Le mouton a avalé un morceau de plastique et risque de s’étouffer : on lui fait ingurgiter un demi-litre d’huile d’arachide et tout s’arrange. Ce remède a été expérimenté avec succès au Burkina.
Les troupeaux ne trouvent rien à se mettre sous la dent dans le quartier de Nouakchott où l’exode rural a conduit leur propriétaire : on les nourrit tout simplement avec des cartons et du papier. Non seulement ce n’est pas déconseillé par les vétérinaires, mais ceux-ci ont pu constater les bienfaits de cette pratique depuis qu’elle s’est répandue dans la capitale mauritanienne.
D’autres déchets, qui étaient autrefois jetés dans les villes africaines, ont trouvé un usage comme aliment du bétail. Ainsi, les drêches de brasserie, au lieu de pourrir aux abords des usines engraissent désormais le bétail au Cameroun, au Togo et en d’autres lieux.
En République démocratique du Congo, on a découvert que les noyaux d’avocat, une fois concassés, devenaient pour les chèvres un aliment ultra-énergétique.
Tout aussi étonnantes et ingénieuses sont les techniques de lutte contre les insectes et autres parasites, à la fois dans les champs et après les récoltes. Le tabac planté dans les jardins a la vertu de faire fuir les insectes. De même, l’aspersion des légumes avec de l’eau pimentée a un effet foudroyant. Après la récolte, on protège les épis de maïs en les exposants à la fumée du foyer.
Quant aux grains de haricots, si vite charançonnés, les mélanger à du sable, de la cendre ou de l’huile permet de les protéger. Les insectes sont ainsi entravés dans leur progression à travers les greniers : ils patinent, dérapent ou s’engluent.

Objectif 1:
Répondez à ces questions d'après le texte sur l'élevage et la protection des récoltes en Afrique :
(a) Avec quoi nourrit-on les troupeaux dans le quartier de Nouakchott ?
(b) Dans quel pays a-t-on découvert que les noyaux d'avocat concassés étaient un aliment pour les chèvres ?
(c) Comment protège-t-on les épis de maïs après la récolte ?
Objectif 2:
Selon le texte sur l'élevage et la protection des récoltes en Afrique, à quoi mélange-t-on les grains de haricots pour les protéger ? Citez chaque élément.
Objectif 3:
Poursuivez le texte sur l'élevage et la protection des récoltes en Afrique après sa dernière phrase.
Les enregistrements forment un matériau à part, indépendant de l'extrait.

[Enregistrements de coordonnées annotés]
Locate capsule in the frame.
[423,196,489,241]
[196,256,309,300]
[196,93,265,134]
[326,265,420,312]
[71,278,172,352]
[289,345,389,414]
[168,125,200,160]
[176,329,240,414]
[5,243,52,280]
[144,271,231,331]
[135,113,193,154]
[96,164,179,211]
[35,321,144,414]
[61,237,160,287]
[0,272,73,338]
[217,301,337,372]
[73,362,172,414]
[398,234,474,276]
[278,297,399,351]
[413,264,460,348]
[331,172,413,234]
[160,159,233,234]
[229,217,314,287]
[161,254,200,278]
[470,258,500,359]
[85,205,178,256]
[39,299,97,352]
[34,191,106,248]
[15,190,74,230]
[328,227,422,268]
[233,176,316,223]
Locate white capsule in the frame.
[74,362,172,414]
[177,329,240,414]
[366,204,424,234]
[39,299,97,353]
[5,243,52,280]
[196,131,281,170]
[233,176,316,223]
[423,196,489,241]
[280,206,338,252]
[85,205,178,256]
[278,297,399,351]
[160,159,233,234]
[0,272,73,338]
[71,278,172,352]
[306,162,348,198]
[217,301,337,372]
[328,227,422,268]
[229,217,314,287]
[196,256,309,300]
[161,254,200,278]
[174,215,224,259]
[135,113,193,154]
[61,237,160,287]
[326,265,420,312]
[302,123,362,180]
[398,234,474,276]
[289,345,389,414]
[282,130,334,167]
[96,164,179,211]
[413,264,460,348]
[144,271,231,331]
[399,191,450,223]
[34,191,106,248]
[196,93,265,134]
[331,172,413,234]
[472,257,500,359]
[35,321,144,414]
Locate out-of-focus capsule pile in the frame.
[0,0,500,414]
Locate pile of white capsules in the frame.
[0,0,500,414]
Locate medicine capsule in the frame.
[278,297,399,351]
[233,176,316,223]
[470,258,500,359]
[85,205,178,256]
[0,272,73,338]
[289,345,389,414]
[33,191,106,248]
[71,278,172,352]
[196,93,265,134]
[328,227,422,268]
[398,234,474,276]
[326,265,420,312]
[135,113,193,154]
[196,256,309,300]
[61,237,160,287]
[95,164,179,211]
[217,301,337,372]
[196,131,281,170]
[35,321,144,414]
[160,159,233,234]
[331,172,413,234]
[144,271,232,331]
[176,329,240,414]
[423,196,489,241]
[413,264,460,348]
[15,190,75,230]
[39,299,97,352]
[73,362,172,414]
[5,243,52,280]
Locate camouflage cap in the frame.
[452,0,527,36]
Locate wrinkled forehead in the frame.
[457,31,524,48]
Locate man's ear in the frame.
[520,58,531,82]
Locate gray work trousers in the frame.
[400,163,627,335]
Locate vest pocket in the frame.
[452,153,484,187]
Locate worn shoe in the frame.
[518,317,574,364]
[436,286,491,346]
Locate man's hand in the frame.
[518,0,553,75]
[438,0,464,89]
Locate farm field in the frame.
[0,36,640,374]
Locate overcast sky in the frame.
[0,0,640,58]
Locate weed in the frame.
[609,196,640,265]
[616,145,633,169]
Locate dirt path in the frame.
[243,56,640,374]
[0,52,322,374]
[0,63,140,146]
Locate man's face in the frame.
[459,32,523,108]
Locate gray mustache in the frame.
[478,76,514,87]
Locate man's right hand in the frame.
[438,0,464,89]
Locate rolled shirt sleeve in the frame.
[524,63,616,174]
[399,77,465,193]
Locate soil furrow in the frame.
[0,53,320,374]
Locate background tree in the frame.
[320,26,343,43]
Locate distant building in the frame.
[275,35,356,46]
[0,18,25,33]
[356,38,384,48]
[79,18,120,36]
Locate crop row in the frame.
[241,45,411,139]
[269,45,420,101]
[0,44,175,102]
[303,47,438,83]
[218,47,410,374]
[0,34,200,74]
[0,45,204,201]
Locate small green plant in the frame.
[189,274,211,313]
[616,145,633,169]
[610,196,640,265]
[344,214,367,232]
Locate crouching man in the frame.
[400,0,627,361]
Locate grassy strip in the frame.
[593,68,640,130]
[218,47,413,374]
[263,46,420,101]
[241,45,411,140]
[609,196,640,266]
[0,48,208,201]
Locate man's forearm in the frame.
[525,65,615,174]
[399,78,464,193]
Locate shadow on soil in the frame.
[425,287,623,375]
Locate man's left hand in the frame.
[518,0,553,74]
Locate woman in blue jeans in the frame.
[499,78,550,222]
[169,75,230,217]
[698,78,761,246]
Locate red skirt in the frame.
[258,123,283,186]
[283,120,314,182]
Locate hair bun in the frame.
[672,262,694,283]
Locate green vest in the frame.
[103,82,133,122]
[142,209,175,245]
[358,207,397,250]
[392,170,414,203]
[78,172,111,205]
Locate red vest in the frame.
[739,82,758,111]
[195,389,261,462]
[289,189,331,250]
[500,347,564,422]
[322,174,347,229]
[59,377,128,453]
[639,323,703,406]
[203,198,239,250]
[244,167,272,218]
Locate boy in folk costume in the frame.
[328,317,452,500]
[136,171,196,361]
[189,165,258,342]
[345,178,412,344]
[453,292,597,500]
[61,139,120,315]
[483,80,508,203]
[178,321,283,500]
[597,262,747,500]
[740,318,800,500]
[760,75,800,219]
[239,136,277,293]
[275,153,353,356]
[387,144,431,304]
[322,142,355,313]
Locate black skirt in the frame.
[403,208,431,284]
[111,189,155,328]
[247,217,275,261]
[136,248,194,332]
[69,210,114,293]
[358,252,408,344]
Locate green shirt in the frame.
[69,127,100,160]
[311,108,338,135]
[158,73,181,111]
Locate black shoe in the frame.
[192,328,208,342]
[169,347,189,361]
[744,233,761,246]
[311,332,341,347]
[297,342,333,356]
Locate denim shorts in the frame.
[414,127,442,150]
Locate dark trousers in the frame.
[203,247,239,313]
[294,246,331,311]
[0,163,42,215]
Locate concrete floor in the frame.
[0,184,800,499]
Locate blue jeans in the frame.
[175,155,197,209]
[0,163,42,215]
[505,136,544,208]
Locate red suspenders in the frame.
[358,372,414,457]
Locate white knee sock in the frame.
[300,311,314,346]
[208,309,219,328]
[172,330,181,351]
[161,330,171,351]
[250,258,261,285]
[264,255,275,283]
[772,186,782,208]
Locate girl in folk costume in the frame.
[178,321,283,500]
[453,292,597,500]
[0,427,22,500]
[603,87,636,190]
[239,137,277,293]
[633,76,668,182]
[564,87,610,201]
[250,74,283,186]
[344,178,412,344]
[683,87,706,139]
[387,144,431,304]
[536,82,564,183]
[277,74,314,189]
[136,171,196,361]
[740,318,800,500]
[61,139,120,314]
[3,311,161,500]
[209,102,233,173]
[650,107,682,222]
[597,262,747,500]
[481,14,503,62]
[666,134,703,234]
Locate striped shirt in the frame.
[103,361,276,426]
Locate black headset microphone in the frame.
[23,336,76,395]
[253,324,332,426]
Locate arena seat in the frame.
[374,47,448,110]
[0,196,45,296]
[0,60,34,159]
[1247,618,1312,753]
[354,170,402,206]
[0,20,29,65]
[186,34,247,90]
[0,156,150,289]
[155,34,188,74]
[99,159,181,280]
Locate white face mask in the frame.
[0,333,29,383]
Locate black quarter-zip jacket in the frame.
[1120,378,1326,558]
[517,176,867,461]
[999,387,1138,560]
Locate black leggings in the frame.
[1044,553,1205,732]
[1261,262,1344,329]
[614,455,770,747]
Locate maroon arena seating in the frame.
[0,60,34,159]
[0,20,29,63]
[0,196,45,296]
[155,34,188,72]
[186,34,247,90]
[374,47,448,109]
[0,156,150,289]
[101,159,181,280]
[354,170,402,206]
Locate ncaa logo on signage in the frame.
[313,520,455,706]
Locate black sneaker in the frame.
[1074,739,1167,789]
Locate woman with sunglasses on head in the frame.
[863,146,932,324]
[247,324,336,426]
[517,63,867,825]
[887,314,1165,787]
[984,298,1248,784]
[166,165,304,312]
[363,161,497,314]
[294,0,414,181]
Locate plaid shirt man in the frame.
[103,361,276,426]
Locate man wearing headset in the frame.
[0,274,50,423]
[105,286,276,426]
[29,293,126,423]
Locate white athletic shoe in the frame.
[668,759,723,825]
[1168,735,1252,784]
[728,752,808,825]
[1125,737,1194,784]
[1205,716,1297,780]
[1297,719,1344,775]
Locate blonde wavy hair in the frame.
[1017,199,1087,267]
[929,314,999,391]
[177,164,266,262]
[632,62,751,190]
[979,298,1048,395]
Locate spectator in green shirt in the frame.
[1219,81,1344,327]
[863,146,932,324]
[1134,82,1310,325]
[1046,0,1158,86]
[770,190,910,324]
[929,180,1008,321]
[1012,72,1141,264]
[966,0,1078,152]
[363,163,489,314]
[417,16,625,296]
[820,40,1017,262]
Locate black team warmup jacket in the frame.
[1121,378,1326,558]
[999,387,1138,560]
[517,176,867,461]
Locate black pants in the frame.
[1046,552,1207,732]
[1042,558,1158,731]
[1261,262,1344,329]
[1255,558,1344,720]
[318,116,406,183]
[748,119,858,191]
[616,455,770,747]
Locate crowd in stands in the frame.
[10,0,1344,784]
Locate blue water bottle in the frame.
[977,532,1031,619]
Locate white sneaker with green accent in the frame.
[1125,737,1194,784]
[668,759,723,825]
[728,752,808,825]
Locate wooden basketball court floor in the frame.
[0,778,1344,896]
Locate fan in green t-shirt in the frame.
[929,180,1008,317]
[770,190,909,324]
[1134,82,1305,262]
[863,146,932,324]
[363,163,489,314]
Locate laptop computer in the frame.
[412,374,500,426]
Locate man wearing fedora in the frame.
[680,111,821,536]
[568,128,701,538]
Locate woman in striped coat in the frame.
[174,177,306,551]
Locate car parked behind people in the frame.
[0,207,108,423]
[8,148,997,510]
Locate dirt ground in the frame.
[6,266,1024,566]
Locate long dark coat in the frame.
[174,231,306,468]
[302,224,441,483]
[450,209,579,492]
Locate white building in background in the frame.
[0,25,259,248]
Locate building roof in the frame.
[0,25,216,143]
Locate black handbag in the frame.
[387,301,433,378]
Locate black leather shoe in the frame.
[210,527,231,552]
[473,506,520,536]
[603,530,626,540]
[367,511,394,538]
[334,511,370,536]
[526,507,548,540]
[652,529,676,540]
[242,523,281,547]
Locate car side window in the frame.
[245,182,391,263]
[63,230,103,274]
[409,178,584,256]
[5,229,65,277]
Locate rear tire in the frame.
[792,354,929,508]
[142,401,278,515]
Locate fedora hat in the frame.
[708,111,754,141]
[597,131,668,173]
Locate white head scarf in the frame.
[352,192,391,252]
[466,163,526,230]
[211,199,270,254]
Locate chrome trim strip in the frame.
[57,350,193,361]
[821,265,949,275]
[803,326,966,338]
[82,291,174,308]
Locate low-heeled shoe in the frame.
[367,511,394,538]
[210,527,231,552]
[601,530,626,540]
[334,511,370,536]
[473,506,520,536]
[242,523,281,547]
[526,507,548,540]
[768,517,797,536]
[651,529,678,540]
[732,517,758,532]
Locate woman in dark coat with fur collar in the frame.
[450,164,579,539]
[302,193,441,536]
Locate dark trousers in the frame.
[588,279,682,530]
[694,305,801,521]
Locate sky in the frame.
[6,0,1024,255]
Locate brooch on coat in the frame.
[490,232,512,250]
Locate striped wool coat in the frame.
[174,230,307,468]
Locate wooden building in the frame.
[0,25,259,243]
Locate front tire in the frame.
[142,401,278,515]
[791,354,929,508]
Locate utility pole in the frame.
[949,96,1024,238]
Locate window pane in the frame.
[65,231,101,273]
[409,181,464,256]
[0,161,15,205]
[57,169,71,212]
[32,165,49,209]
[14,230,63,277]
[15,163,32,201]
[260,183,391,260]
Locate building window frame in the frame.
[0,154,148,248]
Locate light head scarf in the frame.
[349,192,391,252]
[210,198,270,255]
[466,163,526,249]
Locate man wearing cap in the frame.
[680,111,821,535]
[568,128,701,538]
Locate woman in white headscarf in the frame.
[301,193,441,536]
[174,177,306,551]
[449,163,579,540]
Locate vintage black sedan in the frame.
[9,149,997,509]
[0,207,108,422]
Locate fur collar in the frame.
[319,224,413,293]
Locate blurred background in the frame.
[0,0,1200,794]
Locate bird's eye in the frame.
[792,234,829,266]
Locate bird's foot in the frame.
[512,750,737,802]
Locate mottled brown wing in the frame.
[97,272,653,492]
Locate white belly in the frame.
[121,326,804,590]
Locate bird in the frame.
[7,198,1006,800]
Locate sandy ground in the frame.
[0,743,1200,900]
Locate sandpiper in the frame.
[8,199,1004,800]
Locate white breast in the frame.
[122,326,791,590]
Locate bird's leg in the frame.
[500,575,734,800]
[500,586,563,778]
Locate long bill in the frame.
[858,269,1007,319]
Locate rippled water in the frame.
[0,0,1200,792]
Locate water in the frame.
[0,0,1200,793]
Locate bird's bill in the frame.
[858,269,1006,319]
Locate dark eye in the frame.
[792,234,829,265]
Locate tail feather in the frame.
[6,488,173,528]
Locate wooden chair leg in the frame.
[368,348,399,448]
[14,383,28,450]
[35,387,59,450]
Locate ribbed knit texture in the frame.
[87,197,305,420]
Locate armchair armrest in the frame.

Réponse rédigée 1:
(a) Avec des cartons et du papier.
(b) En République démocratique du Congo.
(c) En les exposant à la fumée du foyer.

Réponse rédigée 2:
Du sable, de la cendre, de l'huile.

Réponse rédigée 3:
Des poulets contre les tiques
Pour préserver les arbres et les pépinières des ravageurs, une panoplie de mesures a été mise au point au Burkina Faso : le gros sel est la terreur des crapauds, le pétrole lampant éloigne les lézards, une simple bande magnétique d’une cassette de musique, attachée aux branches, a le don d’effrayer les oiseaux. Un fil de coton blanc disposé de la même manière éloigne en particulier les corbeaux.
Les crottes de chèvre répandues sur les feuilles découragent non seulement les chèvres, mais aussi les moutons.
Contre les termites, certains planteurs sénégalais utilisent de l’huile de vidange mais au Burkina, un ancien militaire devenu paysan pratique une forme de lutte plus écologique : il saupoudre le plant avec un mélange de farine de mil et de cendre. Le tout attire les fournis et celles-ci se chargent de dévorer les termites.
Mais la palme de la lutte contre les parasites revient à des éleveurs kenyans : ils utilisent des poulets pour détiquer leur bétail. Conduites dans un enclos étroit, les vaches sont soigneusement picorées par un bataillon de gallinacés voraces. Chaque poulet peut avaler deux cents tiques en trois heures.
Quand on sait que la tique est un insecte buveur de sang qui peut se gaver au point d’atteindre cent fois sa taille d’origine, on mesure le festin ainsi offert aux volailles.
Toutes ces techniques ont un point commun : elles ne coûtent rien ou presque. Mais les paysans, si démunis soient-ils, ne peuvent pas toujours se passer d’investir.
Comment faire quand on n’a pas un sou ? C’est ici qu’entrent en jeu les multiples systèmes de crédit rotatif dont le plus courant est la tontine.
En R.D.C, les paysannes de la région de Kutu ont recours à des “tontines de manioc” pour accumuler de temps à autre un petit capital.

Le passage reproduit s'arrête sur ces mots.